Records from a data collection:
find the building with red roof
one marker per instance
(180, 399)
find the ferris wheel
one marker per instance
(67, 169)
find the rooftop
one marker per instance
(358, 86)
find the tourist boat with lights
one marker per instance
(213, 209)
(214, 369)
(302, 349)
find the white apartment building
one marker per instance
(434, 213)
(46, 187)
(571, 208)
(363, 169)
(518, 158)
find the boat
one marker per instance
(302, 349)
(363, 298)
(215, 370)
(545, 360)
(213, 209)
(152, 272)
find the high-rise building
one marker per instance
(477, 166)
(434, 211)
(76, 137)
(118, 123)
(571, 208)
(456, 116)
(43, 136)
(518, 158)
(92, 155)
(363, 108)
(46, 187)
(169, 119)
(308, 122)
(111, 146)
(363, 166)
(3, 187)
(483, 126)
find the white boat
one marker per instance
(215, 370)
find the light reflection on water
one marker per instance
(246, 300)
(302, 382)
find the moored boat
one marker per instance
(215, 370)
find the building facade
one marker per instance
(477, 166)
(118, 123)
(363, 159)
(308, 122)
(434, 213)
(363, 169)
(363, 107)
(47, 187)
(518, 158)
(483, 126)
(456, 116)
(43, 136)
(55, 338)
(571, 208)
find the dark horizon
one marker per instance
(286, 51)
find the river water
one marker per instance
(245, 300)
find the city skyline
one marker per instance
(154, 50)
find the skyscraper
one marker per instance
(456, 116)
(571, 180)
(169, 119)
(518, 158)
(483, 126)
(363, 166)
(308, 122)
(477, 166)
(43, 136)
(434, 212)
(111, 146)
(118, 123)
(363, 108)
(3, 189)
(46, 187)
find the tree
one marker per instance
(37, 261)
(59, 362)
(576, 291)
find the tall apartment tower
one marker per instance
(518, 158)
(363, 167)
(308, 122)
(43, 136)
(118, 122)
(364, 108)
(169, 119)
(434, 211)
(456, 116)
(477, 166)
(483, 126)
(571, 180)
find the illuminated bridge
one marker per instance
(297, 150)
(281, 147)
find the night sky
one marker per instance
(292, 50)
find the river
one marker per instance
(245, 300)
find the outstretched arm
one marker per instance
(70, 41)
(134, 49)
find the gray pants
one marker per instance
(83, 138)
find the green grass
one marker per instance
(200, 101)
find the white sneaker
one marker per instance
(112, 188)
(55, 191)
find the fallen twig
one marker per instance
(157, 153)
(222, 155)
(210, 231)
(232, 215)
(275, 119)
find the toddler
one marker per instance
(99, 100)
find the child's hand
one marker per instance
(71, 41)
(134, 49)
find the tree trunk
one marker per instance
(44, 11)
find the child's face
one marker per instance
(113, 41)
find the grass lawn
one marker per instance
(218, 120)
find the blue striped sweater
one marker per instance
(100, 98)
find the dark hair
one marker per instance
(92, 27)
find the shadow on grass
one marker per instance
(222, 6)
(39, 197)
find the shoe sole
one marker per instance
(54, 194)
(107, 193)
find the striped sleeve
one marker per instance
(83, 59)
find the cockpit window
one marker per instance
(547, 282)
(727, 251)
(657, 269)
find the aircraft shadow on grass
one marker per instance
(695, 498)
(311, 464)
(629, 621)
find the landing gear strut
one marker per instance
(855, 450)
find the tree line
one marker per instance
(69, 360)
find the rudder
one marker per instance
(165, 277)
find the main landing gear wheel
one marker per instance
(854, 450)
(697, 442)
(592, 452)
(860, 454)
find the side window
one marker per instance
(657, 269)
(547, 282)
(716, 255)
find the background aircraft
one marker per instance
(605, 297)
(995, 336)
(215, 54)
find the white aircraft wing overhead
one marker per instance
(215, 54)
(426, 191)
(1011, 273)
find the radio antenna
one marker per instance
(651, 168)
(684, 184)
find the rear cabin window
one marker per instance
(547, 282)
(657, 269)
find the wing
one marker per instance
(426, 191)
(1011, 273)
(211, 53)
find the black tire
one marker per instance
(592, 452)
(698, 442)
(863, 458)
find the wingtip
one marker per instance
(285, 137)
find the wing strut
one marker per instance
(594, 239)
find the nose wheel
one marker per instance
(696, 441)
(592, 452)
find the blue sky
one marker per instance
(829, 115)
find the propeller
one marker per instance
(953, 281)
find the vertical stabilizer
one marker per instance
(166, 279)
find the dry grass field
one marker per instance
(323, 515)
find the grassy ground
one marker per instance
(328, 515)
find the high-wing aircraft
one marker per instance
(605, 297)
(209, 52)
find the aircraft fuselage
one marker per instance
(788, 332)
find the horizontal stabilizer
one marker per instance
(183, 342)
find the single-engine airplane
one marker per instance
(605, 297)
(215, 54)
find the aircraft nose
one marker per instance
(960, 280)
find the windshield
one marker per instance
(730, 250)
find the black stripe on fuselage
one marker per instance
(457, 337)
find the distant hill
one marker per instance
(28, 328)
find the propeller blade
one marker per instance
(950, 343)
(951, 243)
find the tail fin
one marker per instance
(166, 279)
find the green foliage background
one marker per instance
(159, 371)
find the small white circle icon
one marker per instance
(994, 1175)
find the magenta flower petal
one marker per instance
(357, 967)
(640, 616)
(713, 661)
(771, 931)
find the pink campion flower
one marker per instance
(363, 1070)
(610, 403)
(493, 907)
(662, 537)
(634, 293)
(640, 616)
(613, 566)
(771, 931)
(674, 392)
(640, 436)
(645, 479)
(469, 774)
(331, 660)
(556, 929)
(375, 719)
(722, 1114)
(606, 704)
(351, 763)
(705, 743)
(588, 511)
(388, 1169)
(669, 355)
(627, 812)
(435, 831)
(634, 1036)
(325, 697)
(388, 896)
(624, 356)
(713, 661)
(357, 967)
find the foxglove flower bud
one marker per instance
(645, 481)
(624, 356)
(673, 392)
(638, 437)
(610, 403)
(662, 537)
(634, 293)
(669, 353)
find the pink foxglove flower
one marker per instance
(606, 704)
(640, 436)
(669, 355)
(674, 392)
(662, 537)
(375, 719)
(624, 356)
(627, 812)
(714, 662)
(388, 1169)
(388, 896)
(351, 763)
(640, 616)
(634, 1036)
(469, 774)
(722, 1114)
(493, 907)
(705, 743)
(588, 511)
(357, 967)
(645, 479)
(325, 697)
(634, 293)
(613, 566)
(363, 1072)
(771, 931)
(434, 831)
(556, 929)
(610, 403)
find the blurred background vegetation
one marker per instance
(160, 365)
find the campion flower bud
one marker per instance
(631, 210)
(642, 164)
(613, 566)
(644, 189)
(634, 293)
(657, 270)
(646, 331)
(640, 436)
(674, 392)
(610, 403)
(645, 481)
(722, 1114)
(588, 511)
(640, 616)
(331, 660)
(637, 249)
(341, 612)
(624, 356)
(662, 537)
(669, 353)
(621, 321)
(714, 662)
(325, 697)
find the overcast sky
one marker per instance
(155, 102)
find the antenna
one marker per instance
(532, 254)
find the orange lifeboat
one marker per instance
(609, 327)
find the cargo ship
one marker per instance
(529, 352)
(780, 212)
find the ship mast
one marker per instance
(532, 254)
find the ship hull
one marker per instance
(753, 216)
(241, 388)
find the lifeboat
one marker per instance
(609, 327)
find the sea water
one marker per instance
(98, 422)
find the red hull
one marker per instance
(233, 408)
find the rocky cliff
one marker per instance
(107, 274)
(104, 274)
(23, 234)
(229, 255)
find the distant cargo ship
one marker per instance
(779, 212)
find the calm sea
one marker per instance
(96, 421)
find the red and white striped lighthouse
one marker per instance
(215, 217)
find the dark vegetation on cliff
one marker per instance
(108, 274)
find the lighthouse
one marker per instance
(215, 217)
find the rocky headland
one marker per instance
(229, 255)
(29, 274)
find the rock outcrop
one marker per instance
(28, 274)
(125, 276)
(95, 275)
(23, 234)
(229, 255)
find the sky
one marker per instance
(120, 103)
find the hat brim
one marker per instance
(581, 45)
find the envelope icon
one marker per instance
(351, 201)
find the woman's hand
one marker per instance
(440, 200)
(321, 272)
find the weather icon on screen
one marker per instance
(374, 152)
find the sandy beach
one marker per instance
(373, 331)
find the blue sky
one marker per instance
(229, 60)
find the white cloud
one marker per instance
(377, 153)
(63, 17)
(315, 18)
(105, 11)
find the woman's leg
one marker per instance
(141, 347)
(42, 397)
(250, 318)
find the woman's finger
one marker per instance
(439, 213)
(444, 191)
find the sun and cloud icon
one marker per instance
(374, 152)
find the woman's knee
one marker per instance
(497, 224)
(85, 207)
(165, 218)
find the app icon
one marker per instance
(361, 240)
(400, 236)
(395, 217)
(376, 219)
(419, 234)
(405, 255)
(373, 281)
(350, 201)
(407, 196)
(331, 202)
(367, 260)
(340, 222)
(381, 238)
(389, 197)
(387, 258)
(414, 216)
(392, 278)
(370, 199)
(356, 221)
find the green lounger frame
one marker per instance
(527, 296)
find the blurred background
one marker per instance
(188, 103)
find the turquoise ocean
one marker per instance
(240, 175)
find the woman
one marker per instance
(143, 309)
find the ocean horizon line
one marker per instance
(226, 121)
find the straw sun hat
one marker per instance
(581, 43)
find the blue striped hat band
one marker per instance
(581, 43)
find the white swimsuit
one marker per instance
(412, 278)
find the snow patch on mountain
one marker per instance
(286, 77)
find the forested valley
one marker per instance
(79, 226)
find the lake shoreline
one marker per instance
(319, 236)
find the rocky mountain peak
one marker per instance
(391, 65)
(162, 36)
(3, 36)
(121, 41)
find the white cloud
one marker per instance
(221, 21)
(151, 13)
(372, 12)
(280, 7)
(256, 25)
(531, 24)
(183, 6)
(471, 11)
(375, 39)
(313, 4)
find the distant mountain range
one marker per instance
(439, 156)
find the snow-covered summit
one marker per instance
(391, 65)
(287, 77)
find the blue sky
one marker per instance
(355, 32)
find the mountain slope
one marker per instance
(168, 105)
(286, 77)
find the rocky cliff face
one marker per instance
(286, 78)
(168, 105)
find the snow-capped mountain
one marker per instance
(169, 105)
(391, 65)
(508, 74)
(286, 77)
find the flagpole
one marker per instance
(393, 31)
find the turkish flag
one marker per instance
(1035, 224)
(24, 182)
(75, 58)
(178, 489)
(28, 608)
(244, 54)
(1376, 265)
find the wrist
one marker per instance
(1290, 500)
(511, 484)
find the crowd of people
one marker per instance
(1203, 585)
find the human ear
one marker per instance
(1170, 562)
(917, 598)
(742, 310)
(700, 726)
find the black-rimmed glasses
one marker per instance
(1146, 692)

**What to produce**
In the entries above, take the line containing "find the forested valley" and each later line through the last, and repeat them exactly. Output nothing else.

**Result**
find the forested valley
one marker per instance
(79, 226)
find the lake shoreline
one marker per instance
(319, 236)
find the rocky mountain peak
one marker per instance
(391, 65)
(162, 36)
(3, 36)
(121, 41)
find the white cloud
one marker per instance
(221, 21)
(151, 13)
(372, 12)
(280, 7)
(256, 25)
(531, 24)
(183, 6)
(471, 11)
(375, 39)
(313, 4)
find the distant mountain range
one marker per instance
(439, 156)
find the snow-covered summit
one marker per instance
(391, 65)
(287, 77)
find the blue sky
one marker per instance
(355, 32)
find the mountain slope
one marker per instance
(168, 105)
(286, 77)
find the rocky cliff face
one marker per instance
(286, 78)
(168, 105)
find the snow-capped mountain
one marker per instance
(169, 105)
(391, 65)
(508, 74)
(286, 77)
find the flagpole
one marker per instance
(393, 31)
find the turkish flag
one marker per instance
(1035, 224)
(24, 182)
(75, 58)
(178, 489)
(28, 608)
(244, 54)
(1376, 265)
find the wrist
one marker per instance
(1290, 500)
(511, 484)
find the crowd of people
one marker per instance
(1203, 585)
find the human ear
one marker per instance
(1170, 562)
(917, 598)
(742, 310)
(700, 726)
find the black-rimmed glasses
one marker per instance
(1146, 692)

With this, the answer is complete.